## CHALLENGE
Rewrite every line of the records below as a numbered list, leaving out blank lines.

## DATA FOR THE TASK
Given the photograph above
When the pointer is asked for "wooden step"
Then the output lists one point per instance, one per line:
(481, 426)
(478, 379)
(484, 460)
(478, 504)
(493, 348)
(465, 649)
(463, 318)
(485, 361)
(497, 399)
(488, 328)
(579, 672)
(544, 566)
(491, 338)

## WORKED ANSWER
1. Given the photograph above
2. When the pointer is asked for "wooden step"
3. Then the output lists one point per instance, one per line:
4. (481, 426)
5. (478, 379)
6. (484, 460)
7. (478, 504)
8. (493, 348)
9. (465, 649)
10. (463, 318)
11. (485, 361)
12. (497, 399)
13. (488, 328)
14. (579, 672)
15. (544, 566)
16. (491, 338)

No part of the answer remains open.